===== Data for analysis =====

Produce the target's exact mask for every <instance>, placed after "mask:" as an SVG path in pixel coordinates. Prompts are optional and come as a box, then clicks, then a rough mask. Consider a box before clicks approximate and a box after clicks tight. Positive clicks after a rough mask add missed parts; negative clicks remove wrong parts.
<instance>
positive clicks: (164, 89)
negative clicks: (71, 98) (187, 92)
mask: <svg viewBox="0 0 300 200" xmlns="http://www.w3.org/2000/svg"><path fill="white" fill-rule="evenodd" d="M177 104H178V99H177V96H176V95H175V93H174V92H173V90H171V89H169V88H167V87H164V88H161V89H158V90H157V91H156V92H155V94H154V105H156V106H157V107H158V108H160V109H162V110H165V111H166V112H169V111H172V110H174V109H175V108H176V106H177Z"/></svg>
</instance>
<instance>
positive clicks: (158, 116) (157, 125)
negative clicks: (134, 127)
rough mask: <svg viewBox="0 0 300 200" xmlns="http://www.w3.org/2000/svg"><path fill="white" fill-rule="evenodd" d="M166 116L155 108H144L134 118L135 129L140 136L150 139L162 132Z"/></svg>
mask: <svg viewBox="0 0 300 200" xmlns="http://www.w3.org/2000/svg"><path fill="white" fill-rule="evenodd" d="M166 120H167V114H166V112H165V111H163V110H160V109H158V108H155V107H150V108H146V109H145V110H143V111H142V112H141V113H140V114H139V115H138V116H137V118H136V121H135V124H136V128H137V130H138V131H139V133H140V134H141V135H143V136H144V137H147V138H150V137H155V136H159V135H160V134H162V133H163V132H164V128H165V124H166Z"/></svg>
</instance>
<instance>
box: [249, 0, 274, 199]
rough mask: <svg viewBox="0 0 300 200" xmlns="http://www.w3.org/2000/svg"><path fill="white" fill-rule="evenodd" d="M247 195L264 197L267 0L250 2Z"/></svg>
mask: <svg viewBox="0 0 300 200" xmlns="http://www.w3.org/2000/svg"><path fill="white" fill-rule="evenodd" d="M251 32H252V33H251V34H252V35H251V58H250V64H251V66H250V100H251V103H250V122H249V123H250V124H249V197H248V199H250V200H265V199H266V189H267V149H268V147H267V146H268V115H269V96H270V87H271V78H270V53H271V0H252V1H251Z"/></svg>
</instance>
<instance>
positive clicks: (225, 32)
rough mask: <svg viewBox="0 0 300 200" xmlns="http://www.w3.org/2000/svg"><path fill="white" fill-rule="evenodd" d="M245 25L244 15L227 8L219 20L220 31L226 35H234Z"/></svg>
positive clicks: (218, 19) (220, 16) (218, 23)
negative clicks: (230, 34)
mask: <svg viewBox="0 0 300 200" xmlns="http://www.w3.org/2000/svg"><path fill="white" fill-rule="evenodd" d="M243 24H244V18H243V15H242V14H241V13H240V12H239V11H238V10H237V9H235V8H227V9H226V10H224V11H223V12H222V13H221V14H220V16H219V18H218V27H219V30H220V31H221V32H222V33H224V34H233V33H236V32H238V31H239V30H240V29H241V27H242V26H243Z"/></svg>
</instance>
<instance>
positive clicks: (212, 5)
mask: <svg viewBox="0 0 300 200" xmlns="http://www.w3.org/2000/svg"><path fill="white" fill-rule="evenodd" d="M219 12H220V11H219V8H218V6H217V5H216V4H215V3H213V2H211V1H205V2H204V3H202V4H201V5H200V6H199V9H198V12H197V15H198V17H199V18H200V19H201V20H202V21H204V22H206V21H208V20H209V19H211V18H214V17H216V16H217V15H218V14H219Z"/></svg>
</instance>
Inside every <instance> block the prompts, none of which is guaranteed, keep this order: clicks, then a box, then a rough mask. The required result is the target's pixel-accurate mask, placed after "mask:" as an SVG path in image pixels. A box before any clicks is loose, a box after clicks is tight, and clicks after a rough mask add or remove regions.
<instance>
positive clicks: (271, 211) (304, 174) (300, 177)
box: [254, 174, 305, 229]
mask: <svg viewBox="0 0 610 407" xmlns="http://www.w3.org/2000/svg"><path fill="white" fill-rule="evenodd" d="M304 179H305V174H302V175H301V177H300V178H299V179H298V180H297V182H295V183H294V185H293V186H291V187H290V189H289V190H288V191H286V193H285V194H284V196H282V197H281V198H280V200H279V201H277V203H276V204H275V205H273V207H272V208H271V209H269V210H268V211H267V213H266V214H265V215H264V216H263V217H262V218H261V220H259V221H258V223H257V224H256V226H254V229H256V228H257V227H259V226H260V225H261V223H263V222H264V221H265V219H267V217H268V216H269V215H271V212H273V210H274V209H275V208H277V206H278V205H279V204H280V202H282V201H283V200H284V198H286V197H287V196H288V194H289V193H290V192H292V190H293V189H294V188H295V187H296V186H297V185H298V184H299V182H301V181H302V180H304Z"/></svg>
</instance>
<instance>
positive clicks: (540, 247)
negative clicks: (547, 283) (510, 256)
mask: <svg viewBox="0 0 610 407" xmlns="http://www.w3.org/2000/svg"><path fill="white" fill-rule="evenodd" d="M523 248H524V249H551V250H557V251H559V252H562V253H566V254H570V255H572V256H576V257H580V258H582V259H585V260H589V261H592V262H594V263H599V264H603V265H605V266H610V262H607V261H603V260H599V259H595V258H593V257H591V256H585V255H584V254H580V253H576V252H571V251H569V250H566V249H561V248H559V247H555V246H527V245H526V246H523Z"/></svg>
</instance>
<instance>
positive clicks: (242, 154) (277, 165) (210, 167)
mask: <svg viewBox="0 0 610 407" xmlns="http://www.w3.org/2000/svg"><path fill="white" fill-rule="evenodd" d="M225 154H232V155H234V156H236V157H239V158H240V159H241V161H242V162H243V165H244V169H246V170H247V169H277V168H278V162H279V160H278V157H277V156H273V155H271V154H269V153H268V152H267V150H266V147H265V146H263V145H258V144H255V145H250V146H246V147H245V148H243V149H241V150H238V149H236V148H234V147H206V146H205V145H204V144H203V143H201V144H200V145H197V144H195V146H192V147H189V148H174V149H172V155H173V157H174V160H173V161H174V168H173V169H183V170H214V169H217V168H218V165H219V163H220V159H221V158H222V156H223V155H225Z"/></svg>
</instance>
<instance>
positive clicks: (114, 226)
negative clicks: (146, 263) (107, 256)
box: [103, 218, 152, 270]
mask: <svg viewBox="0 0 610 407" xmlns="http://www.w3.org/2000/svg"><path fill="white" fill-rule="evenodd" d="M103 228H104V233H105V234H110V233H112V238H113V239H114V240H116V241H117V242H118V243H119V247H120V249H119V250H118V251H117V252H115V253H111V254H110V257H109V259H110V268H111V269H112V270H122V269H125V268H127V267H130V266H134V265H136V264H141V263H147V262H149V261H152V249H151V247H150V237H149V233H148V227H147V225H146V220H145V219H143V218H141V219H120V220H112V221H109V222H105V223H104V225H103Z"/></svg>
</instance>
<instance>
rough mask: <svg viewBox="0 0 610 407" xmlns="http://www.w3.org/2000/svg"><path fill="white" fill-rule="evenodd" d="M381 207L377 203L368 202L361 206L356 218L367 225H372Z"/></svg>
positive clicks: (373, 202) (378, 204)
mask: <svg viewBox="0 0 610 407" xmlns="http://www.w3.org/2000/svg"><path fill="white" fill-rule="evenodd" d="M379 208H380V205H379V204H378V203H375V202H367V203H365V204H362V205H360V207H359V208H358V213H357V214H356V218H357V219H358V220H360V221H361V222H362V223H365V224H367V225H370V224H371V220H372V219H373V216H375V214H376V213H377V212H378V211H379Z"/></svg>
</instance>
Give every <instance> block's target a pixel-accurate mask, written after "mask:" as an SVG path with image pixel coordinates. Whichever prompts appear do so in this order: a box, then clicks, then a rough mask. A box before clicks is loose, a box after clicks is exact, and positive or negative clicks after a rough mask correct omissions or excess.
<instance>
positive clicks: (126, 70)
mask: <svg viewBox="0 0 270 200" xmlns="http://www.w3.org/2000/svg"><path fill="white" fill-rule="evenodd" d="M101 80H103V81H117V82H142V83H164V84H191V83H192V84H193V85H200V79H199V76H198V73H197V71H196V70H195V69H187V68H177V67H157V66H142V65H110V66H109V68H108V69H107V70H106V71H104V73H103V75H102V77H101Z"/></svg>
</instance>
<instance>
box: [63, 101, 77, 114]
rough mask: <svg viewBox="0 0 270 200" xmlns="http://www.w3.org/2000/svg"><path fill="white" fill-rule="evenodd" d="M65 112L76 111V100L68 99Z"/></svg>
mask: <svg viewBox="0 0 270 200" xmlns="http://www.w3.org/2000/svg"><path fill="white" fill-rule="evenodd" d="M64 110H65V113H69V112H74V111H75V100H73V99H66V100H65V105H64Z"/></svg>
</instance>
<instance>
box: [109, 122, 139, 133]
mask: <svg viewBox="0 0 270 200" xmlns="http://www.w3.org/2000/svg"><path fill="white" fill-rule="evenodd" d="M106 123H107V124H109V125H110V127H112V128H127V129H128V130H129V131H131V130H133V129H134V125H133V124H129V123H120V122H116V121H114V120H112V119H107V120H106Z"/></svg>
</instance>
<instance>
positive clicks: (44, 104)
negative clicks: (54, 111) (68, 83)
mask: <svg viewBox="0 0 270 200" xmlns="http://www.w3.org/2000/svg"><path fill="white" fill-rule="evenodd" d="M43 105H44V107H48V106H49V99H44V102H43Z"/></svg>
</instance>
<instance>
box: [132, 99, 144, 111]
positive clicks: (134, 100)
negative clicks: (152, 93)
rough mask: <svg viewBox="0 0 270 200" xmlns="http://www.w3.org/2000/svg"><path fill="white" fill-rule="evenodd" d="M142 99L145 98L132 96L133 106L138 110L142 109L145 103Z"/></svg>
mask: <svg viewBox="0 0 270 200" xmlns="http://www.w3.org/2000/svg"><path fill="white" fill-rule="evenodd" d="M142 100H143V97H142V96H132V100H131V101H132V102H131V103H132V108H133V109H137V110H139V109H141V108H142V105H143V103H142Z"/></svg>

=====

Find the line that contains "99L145 98L132 96L133". Restate it and all lines after it exactly, ending with the final line of the data.

rough mask: <svg viewBox="0 0 270 200" xmlns="http://www.w3.org/2000/svg"><path fill="white" fill-rule="evenodd" d="M142 99L145 98L132 96L133 106L138 110L142 109L145 103Z"/></svg>
mask: <svg viewBox="0 0 270 200" xmlns="http://www.w3.org/2000/svg"><path fill="white" fill-rule="evenodd" d="M142 100H143V97H142V96H132V100H131V101H132V102H131V103H132V108H133V109H137V110H139V109H141V108H142V105H143V103H142Z"/></svg>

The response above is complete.